Please swap every "Returns" for "Output" in the records, starting at the line that has "the woman's arm" and stopping after the line that has "[[196, 302], [103, 283]]". Return only those lines, with nothing else altered.

---- RECORDS SHOWN

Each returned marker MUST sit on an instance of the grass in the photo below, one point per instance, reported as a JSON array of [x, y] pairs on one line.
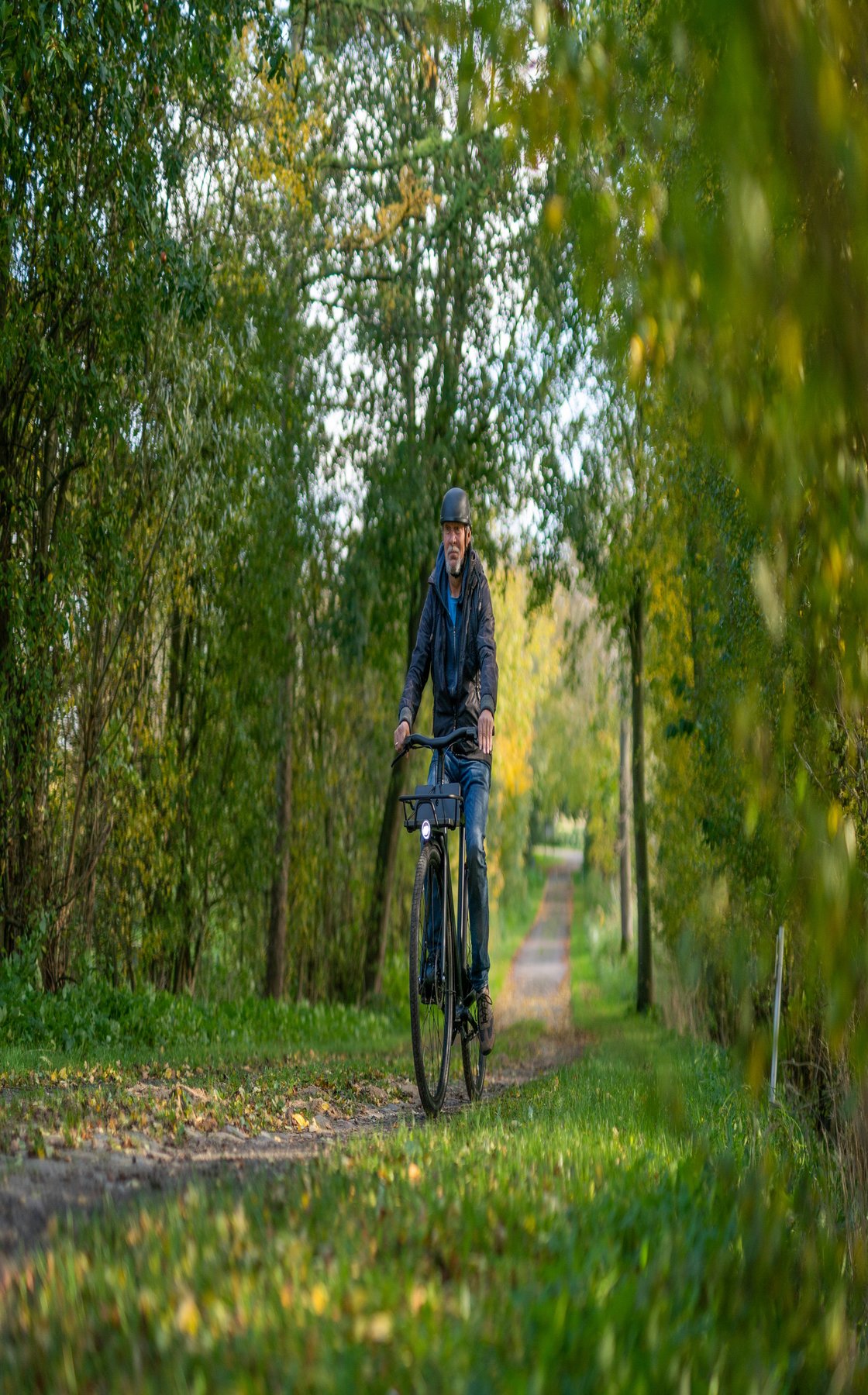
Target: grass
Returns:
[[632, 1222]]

--------
---- RECORDS SHOWN

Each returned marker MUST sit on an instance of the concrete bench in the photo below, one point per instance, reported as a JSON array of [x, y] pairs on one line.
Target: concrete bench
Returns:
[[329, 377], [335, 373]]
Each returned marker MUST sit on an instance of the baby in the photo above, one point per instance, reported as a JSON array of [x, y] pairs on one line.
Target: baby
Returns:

--------
---- RECORDS SHOWN

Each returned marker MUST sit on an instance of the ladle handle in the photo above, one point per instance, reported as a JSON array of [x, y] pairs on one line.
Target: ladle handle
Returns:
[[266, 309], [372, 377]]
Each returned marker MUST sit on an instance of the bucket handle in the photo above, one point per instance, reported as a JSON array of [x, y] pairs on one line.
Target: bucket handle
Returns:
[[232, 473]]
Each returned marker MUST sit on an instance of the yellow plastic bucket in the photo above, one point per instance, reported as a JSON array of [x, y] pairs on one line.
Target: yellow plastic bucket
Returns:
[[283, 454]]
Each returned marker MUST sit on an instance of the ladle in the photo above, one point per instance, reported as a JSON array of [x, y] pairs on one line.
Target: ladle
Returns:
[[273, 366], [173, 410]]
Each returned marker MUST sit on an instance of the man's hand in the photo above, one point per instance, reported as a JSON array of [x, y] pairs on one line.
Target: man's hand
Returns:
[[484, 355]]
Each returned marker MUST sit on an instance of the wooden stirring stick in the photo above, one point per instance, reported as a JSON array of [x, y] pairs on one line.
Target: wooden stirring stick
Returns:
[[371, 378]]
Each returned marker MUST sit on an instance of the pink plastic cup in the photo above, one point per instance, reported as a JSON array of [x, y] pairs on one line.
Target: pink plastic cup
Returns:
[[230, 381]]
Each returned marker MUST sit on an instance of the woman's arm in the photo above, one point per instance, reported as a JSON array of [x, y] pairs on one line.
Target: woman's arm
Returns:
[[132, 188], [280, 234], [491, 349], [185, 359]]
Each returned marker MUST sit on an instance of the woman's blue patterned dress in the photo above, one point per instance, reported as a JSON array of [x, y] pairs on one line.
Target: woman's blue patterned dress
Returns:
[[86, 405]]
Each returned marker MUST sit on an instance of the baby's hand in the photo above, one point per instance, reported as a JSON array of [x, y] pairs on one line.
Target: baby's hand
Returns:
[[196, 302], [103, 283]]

--------

▶ SOLUTION TO THIS EXERCISE
Each returned marker MUST sit on an instance of the woman's arm in the photo above, one point per instance, reported as a JSON array of [x, y] pairs on one line.
Target: woman's arm
Output:
[[132, 188], [280, 234], [491, 349], [185, 359]]
Each returned marker MUST sit on an instance of the woman's blue patterned dress in the photo above, one point per instance, reported as a JSON array of [x, y] pairs on one line.
Target: woman's blue patterned dress
Output:
[[86, 405]]
Each returned marker MUST sit on an instance of the baby's hand in the photo above, one point per instance, reported as a JSON array of [x, y] pairs on one line.
Target: baby's hand
Output:
[[196, 302], [103, 283]]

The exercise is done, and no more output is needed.